====== Entries provided

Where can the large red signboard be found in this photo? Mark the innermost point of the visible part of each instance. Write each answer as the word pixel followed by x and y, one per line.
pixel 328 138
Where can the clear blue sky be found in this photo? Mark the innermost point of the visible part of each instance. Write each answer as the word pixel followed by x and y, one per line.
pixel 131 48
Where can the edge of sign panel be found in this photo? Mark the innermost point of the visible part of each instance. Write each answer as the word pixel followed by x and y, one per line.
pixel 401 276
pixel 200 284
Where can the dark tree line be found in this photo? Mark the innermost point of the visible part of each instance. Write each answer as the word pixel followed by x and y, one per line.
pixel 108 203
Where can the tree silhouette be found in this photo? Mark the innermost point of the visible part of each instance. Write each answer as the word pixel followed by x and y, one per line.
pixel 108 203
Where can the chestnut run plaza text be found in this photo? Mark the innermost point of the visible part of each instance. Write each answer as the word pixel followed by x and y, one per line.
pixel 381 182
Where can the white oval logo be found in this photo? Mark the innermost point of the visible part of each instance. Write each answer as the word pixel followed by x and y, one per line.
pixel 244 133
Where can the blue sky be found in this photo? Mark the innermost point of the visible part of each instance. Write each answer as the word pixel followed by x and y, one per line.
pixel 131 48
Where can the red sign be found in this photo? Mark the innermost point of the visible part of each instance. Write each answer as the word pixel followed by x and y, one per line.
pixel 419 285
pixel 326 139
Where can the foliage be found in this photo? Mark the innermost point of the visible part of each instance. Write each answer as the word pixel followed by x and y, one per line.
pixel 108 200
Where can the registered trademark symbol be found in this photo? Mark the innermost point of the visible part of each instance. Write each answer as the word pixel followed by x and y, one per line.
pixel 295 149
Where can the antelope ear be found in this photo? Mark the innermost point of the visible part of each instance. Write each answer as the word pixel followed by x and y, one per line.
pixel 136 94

============

Task to carry out => Render every line of the records above as a Markdown table with the columns "Row" and "Line." Number the rows in order, and leave out any blank lines.

Task response =>
| Row | Line |
|---|---|
| 1 | Where can the large red signboard be found in this photo? Mark the innermost point of the visible part of each instance. Write each answer as the word pixel followed by x and y, one per line. |
| 2 | pixel 328 138 |
| 3 | Where can the clear blue sky be found in this photo? Mark the innermost point of the visible part of each instance. Write each answer as the word pixel followed by x and y, one per line. |
| 4 | pixel 131 48 |
| 5 | Where can the edge of sign panel be found in this photo? Mark the innermost point of the visible part of each instance. Write each answer as the word pixel followed by x and y, one per line. |
| 6 | pixel 401 276 |
| 7 | pixel 200 284 |
| 8 | Where can the dark tree line be found in this photo? Mark the innermost point of the visible part of each instance. Write each answer as the word pixel followed by x and y, one per line. |
| 9 | pixel 108 203 |
| 10 | Where can the tree silhouette be found in this photo? Mark the innermost point of the visible part of each instance. Write each answer as the word pixel followed by x and y, one per line. |
| 11 | pixel 108 203 |
| 12 | Where can the chestnut run plaza text be found in this photo? Mark the innermost point of the visible part of each instance. Write each answer as the word pixel followed by x and y, one per line. |
| 13 | pixel 381 182 |
| 14 | Where can the white oval logo be found in this photo? Mark the innermost point of the visible part of each instance. Write each answer as the word pixel followed by x and y, one per line. |
| 15 | pixel 244 133 |
| 16 | Where can the blue sky be found in this photo? Mark the innermost point of the visible part of each instance. Write each answer as the word pixel followed by x and y, one per line. |
| 17 | pixel 131 48 |
| 18 | Where can the red sign be found in this photo? Mark the innermost point of the visible part of each instance. Write each answer as the word pixel followed by x and y, one per line. |
| 19 | pixel 419 285 |
| 20 | pixel 326 139 |
| 21 | Where can the foliage be found in this photo? Mark the innermost point of the visible part of each instance. Write each answer as the word pixel followed by x and y, one per line. |
| 22 | pixel 108 200 |
| 23 | Where can the registered trademark symbol be found in this photo? Mark the innermost point of the visible part of each instance. Write each answer as the word pixel followed by x and y, one per line. |
| 24 | pixel 295 149 |
| 25 | Where can the antelope ear be found in this photo? Mark the innermost point of the visible part of each instance. Write each answer as the word pixel followed by x and y, one per line. |
| 26 | pixel 136 94 |